Edit the rows below by changing "pixel coordinates" to "pixel positions" wherever it occurs, leaving everything else untouched.

▶

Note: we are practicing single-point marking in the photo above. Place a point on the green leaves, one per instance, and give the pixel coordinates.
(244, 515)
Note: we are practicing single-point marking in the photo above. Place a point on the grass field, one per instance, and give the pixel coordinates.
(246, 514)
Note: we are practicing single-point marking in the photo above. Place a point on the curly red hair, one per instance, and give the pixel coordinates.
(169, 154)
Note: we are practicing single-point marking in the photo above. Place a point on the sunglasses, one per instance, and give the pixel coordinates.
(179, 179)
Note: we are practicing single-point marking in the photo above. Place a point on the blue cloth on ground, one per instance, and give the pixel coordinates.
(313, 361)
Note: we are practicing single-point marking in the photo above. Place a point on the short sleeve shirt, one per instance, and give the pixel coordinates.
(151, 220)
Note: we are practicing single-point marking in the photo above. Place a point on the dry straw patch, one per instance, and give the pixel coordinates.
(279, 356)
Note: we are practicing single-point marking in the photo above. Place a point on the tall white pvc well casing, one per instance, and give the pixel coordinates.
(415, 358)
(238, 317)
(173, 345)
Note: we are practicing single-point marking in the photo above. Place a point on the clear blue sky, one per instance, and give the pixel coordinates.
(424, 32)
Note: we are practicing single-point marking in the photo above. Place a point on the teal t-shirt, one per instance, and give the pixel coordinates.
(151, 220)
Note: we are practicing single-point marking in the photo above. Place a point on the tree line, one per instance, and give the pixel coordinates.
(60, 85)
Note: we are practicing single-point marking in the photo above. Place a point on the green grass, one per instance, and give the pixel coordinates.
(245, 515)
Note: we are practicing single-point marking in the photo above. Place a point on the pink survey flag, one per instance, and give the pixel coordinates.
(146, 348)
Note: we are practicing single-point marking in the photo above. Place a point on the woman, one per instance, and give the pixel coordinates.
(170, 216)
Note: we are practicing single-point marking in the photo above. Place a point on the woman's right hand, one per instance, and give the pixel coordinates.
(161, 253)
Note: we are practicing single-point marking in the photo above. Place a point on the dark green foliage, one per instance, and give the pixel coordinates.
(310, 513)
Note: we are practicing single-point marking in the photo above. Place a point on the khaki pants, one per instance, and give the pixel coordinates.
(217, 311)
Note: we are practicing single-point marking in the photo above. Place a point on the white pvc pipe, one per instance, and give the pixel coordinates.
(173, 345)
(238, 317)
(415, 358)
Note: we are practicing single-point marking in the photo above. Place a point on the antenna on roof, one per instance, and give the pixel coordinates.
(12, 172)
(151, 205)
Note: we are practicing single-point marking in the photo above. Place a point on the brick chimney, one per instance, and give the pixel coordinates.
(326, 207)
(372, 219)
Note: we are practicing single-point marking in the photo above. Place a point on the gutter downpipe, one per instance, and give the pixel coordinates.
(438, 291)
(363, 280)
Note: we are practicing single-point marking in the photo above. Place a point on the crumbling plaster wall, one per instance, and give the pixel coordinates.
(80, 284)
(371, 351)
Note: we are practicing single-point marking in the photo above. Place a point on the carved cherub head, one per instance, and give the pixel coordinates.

◀

== Full response ==
Note: we are practicing single-point marking in the photo above. Place a point on the green leaves, one per instance, and give the pixel positions.
(244, 515)
Note: we are practicing single-point marking in the photo above. Place a point on the grass field, one per instance, and give the pixel positions.
(246, 514)
Note: we are practicing single-point marking in the photo above. Place a point on the curly red hair, one per instance, and give the pixel positions.
(169, 154)
Note: we are practicing single-point marking in the photo above. Place a point on the sunglasses, one per instance, and give the pixel positions.
(179, 179)
Note: we are practicing single-point marking in the photo above. Place a point on the blue cloth on ground, one per instance, and give the pixel positions.
(313, 361)
Note: we are practicing single-point marking in the photo above. Place a point on the short sleeve shirt, one per instance, and give the pixel positions.
(151, 220)
Note: we are practicing single-point marking in the photo above. Place a point on the dry straw patch, one per instance, and give the pixel positions.
(279, 356)
Note: we are practicing single-point marking in the photo above. Place a point on the tall white pvc well casing, one per instance, and give the pixel positions.
(415, 358)
(238, 317)
(173, 345)
Note: we are practicing single-point marking in the photo above. Place a point on the clear blue sky, one per instance, and give the pixel positions.
(424, 32)
Note: we are practicing single-point marking in the photo above. Place a point on the teal t-shirt, one per instance, and give the pixel positions.
(151, 220)
Note: we are practicing single-point marking in the photo above. Place a point on the tree line, one per instance, and give the pixel positions.
(60, 85)
Note: we are practicing single-point marking in the photo above. Place a point on the green grass, one per instance, and give the pixel positions.
(245, 515)
Note: we are practicing single-point marking in the photo above. Place a point on the pink survey flag, one per instance, and give the pixel positions.
(146, 348)
Note: we are practicing single-point marking in the photo above. Place a point on the woman, one per instance, and give the pixel positions.
(170, 216)
Note: we are practicing single-point marking in the photo above. Place a point on the woman's right hand, one per instance, and give the pixel positions.
(161, 253)
Note: we are practicing single-point marking in the photo above. Place a point on the dark green foliage, one per instance, and give the pixel positions.
(310, 513)
Note: we are practicing single-point marking in the photo above. Place a point on the khaki pants, one per instance, and give the pixel positions.
(217, 311)
Note: we are practicing single-point marking in the photo above. Place a point on the white pvc pipe, one per instance, and give the pixel positions.
(173, 345)
(238, 317)
(415, 358)
Note: we are practicing single-point marking in the photo above. Place a point on the antenna on roof, one per instance, and give the pixel positions.
(12, 172)
(151, 205)
Note: we are practicing single-point marking in the photo above. Place a point on the brick chimney, one per instance, and give the pixel positions.
(326, 207)
(372, 219)
Note: we are practicing single-point marking in the photo above. Place a point on the gutter downpipe, one per instance, and give the pixel positions.
(438, 291)
(363, 280)
Note: we are practicing single-point marking in the photo above. Place a point on the crumbling plaster wall, one per instance, and give the pixel positions.
(80, 284)
(371, 351)
Note: we are practicing single-point marking in the photo above. Place a point on the carved cherub head, one per instance, and give the pixel positions.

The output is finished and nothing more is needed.